[What to do] Copy the records below, swapping each "Objective" for "Goal" and leaving all else untouched.

[Stored rows]
(begin)

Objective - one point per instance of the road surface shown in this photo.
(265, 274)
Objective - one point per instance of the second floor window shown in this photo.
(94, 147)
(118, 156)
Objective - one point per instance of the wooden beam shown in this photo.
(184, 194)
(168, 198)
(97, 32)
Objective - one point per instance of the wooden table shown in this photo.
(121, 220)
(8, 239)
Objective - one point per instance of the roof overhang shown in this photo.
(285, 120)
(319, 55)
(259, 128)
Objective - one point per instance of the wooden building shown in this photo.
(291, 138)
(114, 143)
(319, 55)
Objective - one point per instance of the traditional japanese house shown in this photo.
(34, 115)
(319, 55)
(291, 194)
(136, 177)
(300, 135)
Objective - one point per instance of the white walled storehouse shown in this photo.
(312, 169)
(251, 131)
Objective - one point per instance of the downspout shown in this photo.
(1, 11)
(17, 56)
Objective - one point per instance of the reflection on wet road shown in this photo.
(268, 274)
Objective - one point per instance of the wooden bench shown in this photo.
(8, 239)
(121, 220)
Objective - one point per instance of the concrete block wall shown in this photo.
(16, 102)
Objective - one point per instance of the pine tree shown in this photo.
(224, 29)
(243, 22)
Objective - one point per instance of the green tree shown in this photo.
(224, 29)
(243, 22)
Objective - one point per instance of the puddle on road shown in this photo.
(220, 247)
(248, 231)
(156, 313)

(end)

[Solution below]
Goal - one point per instance of the road surface shown in this photo.
(265, 274)
Goal - one point per instance of the second floor window shown in this photo.
(94, 147)
(118, 156)
Goal - one point per instance of the wooden beam shown in this photo.
(184, 194)
(168, 198)
(97, 32)
Goal - one point per instance of the wooden table shown in this photo.
(121, 220)
(8, 239)
Goal - one point per instance of the roof overhang shown in this photo.
(285, 120)
(319, 55)
(259, 128)
Goal - one point per instance of the wooden building shown in this photo.
(291, 138)
(114, 143)
(319, 55)
Goal - one point per instance of the traditional japanese house shown in this photo.
(34, 115)
(319, 55)
(291, 194)
(136, 177)
(300, 135)
Goal - one point per instance of the white walled storehouse shown in this photo.
(312, 169)
(251, 131)
Goal - one point per instance of the downspout shown in this photo.
(1, 11)
(17, 56)
Goal - one point per instance of the reflection on wet road shown in this photo.
(268, 274)
Goal - one point per instance of the wooden bench shown in this photo.
(8, 239)
(121, 220)
Goal - one point per instance of the concrete block wall shown in this photo.
(16, 102)
Goal - one point per instance of the pine tree shown in this photo.
(224, 29)
(243, 22)
Goal - one point per instance of the green tree shown in this photo.
(224, 29)
(243, 22)
Goal - one point per instance of the puddle on road shown in this photo.
(220, 247)
(248, 231)
(156, 313)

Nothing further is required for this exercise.